**SHORT TASK A**
According to the text on release/acquire memory ordering, why is seq_cst unnecessary for the ring index handoff?
**SHORT TASK B**
Write the next part of the text on release/acquire memory ordering, starting right after its final sentence.

The edges that matter: the producer's release store of prod publishes the descriptor write; the consumer's acquire load of prod guarantees it sees that descriptor *after* observing the advanced index. Symmetrically, the consumer's release store of cons publishes that it finished reading the slot, and the producer's acquire load of cons ensures it does not overwrite a slot the consumer is still reading. Each side keeps its *own* index in a private (relaxed or even non-atomic local) variable and only publishes with release.

seq_cst is unnecessary here: there is no multi-variable global-order requirement, and it would only add fence cost. The bug to avoid is using relaxed at the handoff - that makes the index update atomic but does not publish the slot contents, so the consumer can read a half-written descriptor.

What they're listening for: Strong answers identify the publication edge (descriptor before index) *and* the reuse edge (consumer release of `cons` so the producer does not clobber an in-flight slot). The nuance is not overusing `seq_cst` while never using `relaxed` at a synchronization point.
Follow-ups
  • What changes for MPSC or MPMC, and why does the simple index scheme break?
  • Where would you place cache-line padding between `prod` and `cons`?
  • How does this differ for MMIO doorbells versus shared memory?
Explain `happens-before` and `synchronizes-with` using a packet buffer pointer published between threads.senior

If thread A initializes a buffer then does a release store of its pointer, and thread B does an acquire load of that pointer which reads the value A stored, the release/acquire pair synchronizes-with. That establishes a happens-before edge from all of A's writes sequenced before the store to all of B's reads sequenced after the load.

Without that edge, B may observe the pointer but not the initialized contents in the language model, even where the bug rarely reproduces on hardware. memory_order_relaxed would make the pointer access atomic but publish nothing about the pointee.

pkt->len = len;
pkt->flags = flags;
atomic_store_explicit(&ready, pkt, memory_order_release);

struct pkt *p = atomic_load_explicit(&ready, memory_order_acquire);
if (p)
    consume(p->len, p->flags);   /* sees len/flags written before the release */

The acquire must read a value from the release store's *release sequence* (the store itself or a later RMW chain on it). An acquire load on an *unrelated* atomic does not magically make A's writes visible - synchronizes-with is per-object, between a specific release and the acquire that observes it.

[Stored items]
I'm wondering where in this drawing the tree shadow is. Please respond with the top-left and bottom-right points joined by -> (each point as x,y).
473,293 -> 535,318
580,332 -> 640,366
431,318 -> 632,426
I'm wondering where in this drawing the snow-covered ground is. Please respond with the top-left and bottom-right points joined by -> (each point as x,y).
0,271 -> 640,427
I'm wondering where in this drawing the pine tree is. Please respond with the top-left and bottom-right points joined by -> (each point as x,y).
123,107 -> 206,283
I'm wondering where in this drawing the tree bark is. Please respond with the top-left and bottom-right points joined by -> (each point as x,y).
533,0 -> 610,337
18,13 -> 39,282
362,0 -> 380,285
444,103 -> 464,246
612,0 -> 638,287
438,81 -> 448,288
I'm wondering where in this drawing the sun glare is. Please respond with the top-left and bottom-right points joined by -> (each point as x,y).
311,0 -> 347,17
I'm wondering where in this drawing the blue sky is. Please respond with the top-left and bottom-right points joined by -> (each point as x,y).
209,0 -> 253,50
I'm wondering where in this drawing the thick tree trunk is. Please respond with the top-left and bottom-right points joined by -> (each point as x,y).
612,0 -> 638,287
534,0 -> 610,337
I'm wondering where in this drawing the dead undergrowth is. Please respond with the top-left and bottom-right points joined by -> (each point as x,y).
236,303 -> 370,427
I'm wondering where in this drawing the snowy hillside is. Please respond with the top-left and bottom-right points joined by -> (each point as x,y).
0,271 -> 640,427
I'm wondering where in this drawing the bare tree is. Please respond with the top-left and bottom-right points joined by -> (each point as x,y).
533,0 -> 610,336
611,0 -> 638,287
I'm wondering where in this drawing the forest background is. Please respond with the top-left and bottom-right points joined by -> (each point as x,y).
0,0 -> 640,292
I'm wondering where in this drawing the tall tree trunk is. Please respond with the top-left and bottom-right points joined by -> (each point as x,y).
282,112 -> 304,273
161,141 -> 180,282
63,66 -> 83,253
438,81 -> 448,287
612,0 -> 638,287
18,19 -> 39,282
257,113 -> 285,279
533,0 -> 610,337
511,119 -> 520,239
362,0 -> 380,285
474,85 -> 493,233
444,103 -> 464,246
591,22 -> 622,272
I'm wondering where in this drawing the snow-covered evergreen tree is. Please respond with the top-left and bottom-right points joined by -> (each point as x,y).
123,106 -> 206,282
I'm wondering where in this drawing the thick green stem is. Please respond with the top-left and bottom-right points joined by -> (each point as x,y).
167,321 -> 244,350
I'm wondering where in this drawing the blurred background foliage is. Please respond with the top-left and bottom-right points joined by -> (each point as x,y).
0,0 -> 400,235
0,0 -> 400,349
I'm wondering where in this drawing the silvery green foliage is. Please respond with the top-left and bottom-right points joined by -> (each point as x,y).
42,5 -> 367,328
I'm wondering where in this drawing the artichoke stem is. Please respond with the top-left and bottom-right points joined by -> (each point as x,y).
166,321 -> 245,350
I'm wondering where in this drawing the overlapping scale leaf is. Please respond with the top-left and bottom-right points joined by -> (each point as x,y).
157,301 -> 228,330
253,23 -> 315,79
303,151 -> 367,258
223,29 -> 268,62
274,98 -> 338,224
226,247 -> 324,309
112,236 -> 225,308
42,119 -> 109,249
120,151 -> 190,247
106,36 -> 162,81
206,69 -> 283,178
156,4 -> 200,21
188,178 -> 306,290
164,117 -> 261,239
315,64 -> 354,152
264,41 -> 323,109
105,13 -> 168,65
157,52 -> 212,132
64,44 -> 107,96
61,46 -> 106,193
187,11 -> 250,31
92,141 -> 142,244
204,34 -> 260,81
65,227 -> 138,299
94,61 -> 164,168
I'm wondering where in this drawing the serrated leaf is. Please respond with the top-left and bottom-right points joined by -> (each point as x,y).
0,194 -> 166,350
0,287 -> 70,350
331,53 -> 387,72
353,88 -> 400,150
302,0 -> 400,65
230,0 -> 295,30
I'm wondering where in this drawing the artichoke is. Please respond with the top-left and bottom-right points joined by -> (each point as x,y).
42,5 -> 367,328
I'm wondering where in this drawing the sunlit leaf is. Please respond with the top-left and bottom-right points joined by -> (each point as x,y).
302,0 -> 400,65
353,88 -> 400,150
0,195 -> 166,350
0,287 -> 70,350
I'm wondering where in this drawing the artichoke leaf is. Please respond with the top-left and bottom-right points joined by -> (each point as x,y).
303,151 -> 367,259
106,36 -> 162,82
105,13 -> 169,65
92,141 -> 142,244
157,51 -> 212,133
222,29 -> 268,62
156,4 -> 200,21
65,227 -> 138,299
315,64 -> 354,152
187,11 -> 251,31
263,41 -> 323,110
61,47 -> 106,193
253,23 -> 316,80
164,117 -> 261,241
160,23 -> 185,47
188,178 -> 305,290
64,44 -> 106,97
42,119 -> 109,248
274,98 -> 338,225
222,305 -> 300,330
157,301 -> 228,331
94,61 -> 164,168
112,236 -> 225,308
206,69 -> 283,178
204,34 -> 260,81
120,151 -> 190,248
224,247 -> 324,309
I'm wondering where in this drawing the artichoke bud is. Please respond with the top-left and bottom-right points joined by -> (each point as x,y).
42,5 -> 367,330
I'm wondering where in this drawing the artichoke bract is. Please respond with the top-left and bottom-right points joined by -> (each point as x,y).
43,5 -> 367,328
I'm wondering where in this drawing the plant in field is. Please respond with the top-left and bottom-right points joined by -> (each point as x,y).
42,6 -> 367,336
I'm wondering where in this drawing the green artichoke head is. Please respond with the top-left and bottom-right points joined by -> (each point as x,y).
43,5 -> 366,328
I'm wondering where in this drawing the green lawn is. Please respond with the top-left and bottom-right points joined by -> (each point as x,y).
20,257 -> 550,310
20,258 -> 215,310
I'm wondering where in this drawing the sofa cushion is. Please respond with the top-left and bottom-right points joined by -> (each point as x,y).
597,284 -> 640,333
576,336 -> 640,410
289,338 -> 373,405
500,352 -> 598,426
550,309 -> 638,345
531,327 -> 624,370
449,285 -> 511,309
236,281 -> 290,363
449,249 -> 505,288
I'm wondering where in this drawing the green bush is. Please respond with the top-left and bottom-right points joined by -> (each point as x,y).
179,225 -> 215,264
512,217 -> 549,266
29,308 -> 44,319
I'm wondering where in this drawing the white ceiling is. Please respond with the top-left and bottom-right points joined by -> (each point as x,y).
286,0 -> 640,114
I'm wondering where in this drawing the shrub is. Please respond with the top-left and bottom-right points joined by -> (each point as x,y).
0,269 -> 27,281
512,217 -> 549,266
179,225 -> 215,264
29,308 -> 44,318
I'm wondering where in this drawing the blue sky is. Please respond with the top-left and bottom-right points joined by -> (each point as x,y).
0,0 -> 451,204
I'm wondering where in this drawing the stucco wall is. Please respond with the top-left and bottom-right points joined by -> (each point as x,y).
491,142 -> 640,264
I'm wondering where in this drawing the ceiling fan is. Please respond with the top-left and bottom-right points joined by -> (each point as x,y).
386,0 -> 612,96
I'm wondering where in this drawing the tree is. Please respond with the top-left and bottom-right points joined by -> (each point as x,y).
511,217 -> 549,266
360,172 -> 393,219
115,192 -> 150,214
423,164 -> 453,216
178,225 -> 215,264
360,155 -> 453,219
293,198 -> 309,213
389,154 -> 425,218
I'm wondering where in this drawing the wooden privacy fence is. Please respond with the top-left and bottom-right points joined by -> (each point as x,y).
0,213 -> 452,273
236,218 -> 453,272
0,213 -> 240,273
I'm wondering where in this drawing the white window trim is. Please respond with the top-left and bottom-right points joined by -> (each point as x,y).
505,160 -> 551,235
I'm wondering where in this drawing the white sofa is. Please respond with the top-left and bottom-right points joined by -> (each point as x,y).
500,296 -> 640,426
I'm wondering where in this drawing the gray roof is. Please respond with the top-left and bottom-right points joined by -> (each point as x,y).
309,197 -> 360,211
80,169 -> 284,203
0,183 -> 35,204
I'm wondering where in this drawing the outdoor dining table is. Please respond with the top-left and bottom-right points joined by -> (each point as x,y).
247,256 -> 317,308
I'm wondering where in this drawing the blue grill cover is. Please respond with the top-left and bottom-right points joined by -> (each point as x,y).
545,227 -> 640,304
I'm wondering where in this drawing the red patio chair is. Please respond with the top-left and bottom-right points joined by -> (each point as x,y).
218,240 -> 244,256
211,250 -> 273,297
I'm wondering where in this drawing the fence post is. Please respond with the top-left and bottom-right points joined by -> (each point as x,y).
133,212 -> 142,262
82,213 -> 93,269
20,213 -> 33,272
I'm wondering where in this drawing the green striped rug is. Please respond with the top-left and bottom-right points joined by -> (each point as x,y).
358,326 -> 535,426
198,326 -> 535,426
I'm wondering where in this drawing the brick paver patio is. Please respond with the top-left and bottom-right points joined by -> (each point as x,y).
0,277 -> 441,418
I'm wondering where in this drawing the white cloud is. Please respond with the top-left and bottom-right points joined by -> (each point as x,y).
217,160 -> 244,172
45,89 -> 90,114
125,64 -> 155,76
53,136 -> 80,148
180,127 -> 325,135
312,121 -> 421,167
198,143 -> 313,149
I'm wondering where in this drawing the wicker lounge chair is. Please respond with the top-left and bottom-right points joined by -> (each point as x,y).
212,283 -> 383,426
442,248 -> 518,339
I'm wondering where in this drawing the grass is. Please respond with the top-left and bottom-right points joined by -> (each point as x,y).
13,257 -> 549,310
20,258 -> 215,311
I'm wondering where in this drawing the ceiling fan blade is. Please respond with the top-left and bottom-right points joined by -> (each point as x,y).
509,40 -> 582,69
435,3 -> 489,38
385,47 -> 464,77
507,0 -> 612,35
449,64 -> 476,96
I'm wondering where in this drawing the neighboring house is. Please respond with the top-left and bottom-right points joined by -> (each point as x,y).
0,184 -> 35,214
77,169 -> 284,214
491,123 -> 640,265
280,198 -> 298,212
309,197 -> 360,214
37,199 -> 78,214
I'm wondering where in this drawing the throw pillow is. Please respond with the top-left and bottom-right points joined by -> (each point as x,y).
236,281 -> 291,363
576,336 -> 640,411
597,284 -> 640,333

**EXERCISE OUTPUT A**
There is no multi-variable global-order requirement, and seq_cst would only add fence cost.

**EXERCISE OUTPUT B**
What they're listening for: Checks whether the candidate can state the formal relationship and tie it to object publication. The trap is treating atomics as global cache flushes rather than per-object release/acquire pairs.
Follow-ups
  • What is a release sequence, and how does an intervening RMW extend it?
  • Does an acquire fence after a relaxed load create the same edge?
  • What if the pointer is published before the object is fully initialized?
When are fences the right tool instead of acquire/release operations on the atomic itself?senior

Prefer ordering on the atomic operation when you can, because it binds the ordering to the object carrying the synchronization, which is easier to audit. Fences earn their place when one barrier must order *several* relaxed operations, when the synchronization variable is only accessible via relaxed ops, or when matching a hardware/DMA protocol.

A release fence before relaxed stores publishes prior writes - but only if a matching acquire side establishes synchronization through an atomic that reads the stored value. A standalone fence with no participating atomic communicates with no one.

write_descs(batch);                    /* many plain stores */
atomic_thread_fence(memory_order_release);
atomic_store_explicit(&prod, new_prod, memory_order_relaxed);

The consumer pairs this with a relaxed load of prod followed by atomic_thread_fence(memory_order_acquire) before reading descriptors - or, more simply, a single acquire load of prod. Fence-fence and fence-atomic synchronization are subtler than operation-level acquire/release, so I reach for the fence form mainly to amortize one barrier over a batch.

In drivers, also separate C fences from device/DMA barriers: atomic_thread_fence constrains the language memory model and inter-CPU ordering, but is not the right primitive for ordering writes to a PCIe MMIO doorbell, where dma_wmb()/wmb() semantics are needed.

What they're listening for: Strong answers know fences are not global barriers and require a participating atomic to synchronize. Staff nuance: separating compiler/language fences, CPU cache-coherent fences, and device ordering.
Follow-ups
  • What is fence-to-atomic synchronization, precisely?
  • Why might Linux `dma_wmb()` be needed where a C `atomic_thread_fence` is insufficient?
  • How would you audit fence placement in a batching path?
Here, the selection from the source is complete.